### RECORDS SUPPLIED ###

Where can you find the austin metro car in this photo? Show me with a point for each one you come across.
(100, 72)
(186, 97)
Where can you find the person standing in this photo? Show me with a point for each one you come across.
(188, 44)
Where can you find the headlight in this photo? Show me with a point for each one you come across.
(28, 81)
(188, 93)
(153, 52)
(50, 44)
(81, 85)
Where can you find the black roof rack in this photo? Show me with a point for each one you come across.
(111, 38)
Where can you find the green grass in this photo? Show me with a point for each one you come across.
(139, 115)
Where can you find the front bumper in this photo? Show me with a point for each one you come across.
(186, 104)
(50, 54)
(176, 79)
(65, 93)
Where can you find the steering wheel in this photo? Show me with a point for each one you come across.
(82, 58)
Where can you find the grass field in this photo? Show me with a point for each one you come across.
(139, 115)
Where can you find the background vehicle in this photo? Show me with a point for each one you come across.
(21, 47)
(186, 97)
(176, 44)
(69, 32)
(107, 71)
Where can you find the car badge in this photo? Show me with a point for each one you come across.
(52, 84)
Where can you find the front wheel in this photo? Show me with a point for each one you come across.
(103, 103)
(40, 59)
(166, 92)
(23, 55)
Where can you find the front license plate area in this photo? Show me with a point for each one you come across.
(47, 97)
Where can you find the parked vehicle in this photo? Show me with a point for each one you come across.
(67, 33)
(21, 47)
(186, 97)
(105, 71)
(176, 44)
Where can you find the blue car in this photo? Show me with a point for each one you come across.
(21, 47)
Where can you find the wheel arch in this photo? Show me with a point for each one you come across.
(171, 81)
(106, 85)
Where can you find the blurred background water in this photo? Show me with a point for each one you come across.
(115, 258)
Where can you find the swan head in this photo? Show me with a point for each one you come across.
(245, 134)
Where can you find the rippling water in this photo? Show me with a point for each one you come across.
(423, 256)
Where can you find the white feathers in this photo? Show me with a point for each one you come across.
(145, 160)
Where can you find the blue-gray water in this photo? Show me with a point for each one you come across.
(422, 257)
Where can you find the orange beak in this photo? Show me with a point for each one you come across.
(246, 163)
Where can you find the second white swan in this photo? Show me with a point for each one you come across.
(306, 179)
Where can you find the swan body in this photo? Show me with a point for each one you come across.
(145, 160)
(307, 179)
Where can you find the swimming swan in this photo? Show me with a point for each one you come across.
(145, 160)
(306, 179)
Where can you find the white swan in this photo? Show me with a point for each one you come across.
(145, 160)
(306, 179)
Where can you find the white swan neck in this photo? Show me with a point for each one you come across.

###
### RECORDS SUPPLIED ###

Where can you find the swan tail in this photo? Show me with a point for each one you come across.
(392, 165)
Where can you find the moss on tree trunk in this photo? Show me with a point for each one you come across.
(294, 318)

###
### RECORDS SUPPLIED ###

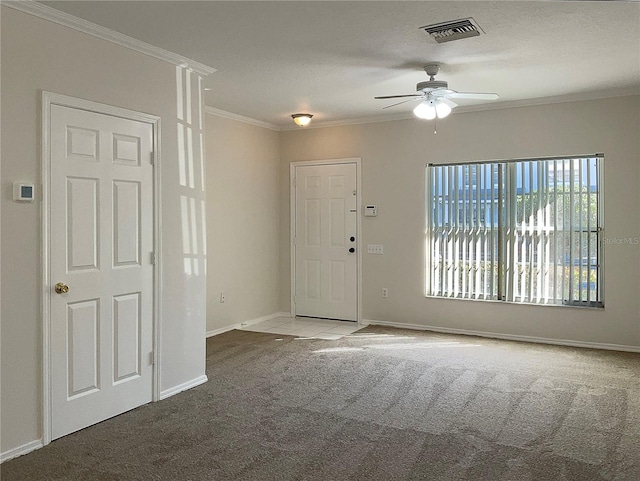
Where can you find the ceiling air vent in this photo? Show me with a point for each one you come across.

###

■ TASK
Rewrite the data from the line with "Where can you find the swimming" to the line with "Where can you find the white swan neck", both included, as a numbered list with blank lines omitted.

■ COMPLETED TASK
1. Where can you find the swimming swan in this photo? Show me with a point for each one you come across.
2. (145, 160)
3. (306, 179)
4. Where can you find the white swan in this photo? Show me with a point for each one you come across.
5. (145, 160)
6. (306, 179)
7. Where can you find the white swan neck in this photo? Show me with a point for each one you come across.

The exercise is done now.